# Community Supporter Question / Issue



## Keia (May 17, 2005)

Hi all (to whom it may concern):

It's recently come to me attention (I actually had not realized it for a while) that I'm currently not a community supporter.  However, on July 19, 2004, I made a Paypal payment to Morrus that cleared for $35.00* for that very thing.

I apologize for missing the fact that I lost things and if this is not the place to ask this question.  I figured with the move and everything, it might be better to post it here.

Thanks for all your help!
Keia

*(Proof on request)


----------



## Henry (May 17, 2005)

Keia, I'll bring it to Russ' attention, which may take a day or two, since he's moving to a different residence right now. Out of curiosity, did you pay from RPGNow, or from the purchase options in the User Accounts section? If you want to send me a copy of the transaction you have, you can send it to henrythelesser AT yahoo dot com, and I'll try to track it.

EDIT: Was the status ever active, or did you pay and it never got activated in the first place?


----------



## Keia (May 17, 2005)

Henry said:
			
		

> Keia, I'll bring it to Russ' attention, which may take a day or two, since he's moving to a different residence right now. Out of curiosity, did you pay from RPGNow, or from the purchase options in the User Accounts section? If you want to send me a copy of the transaction you have, you can send it to henrythelesser AT yahoo dot com, and I'll try to track it.
> 
> EDIT: Was the status ever active, or did you pay and it never got activated in the first place?




I was active and renewed, but actually (due to my ignorance more than anything) didn't.  I beleive it was through the user options in the User accounts.  All I have for support is the payment details from my account history screen in html.  I can send you the html and supporting files.

Keia


----------



## Keia (May 23, 2005)

Bumping for answers 

Keia


----------



## Henry (May 23, 2005)

Haven't forgotten you yet, still waiting on Morrus to get back to full operational status  but it doesn't hurt to check!


----------



## iwarrior-poet (May 23, 2005)

I would become a supporter, but I have never gotten a response as to whether or not my support would be tax deductible----is it?


----------



## Keia (May 23, 2005)

Henry said:
			
		

> Haven't forgotten you yet, still waiting on Morrus to get back to full operational status  but it doesn't hurt to check!



Understood . . . Figured it had almost been a week.  I'll try and stay on it now that I've decided to 

Keia


----------



## Henry (May 23, 2005)

iwarrior-poet said:
			
		

> I would become a supporter, but I have never gotten a response as to whether or not my support would be tax deductible----is it?




Good question! I'm not certain, but my first inclination is no, because ENWorld is not a non-profit organization.


----------



## Keia (May 23, 2005)

Henry said:
			
		

> Good question! I'm not certain, but my first inclination is no, because ENWorld is not a non-profit organization.



Having some knowledge of that area, I would have to agree.

Keia


----------



## DaveMage (May 23, 2005)

In order to make it tax-deductable, we'd have to set up the "EN World Foundation" as a non-profit with a cause to support.  

We could set it up to benefit unemployed gamers...

________________

Exercise tasks ::
A. Answer the following questions about the forum thread on community supporter status, one per line:
(i) On what date did Keia make the PayPal payment, and for what amount?
(ii) Why might bringing the matter to Russ' attention take a day or two?
(iii) What reason does Henry give for thinking that support would not be tax deductible?
B. Write a continuation of the forum thread on community supporter status, starting after its final post.

Data extract ::

________________

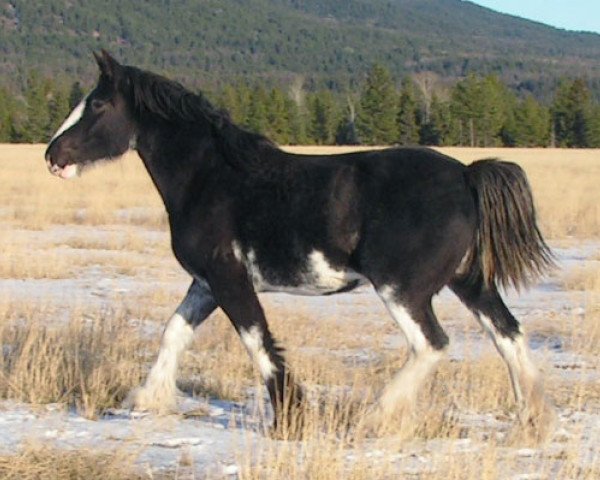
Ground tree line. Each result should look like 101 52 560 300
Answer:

________________

Task results ::
A.
(i) July 19, 2004, for $35.00.
(ii) He is moving to a different residence.
(iii) ENWorld is not a non-profit organization.

B.
----------



## palleomortis (May 24, 2005)

YES!! Or you guys could just bribe the government.


----------



## iwarrior-poet (May 25, 2005)

I thought to get a ".org" domain name you had to be a nonprofit. Is it really that hard to get nonprofit status? It would make it a HECK of a lot more enticing for folks to support ENWorld.


----------



## Dimwhit (May 25, 2005)

Donations are most assuredly not tax deductible (at least in the US). To be so would require Russ to set up ENWorld as a non-profit corporation AND file for, and receive, 501(c)(3) status. I'm doubting he did that. 

It is, in theory, possible, but it wouldn't be worth the hassle.


----------



## DaveMage (May 25, 2005)

iwarrior-poet said:
			
		

> I thought to get a ".org" domain name you had to be a nonprofit. Is it really that hard to get nonprofit status? It would make it a HECK of a lot more enticing for folks to support ENWorld.




Why?

I think the EN World community and the features that come with being a community supporter are pretty cool as is.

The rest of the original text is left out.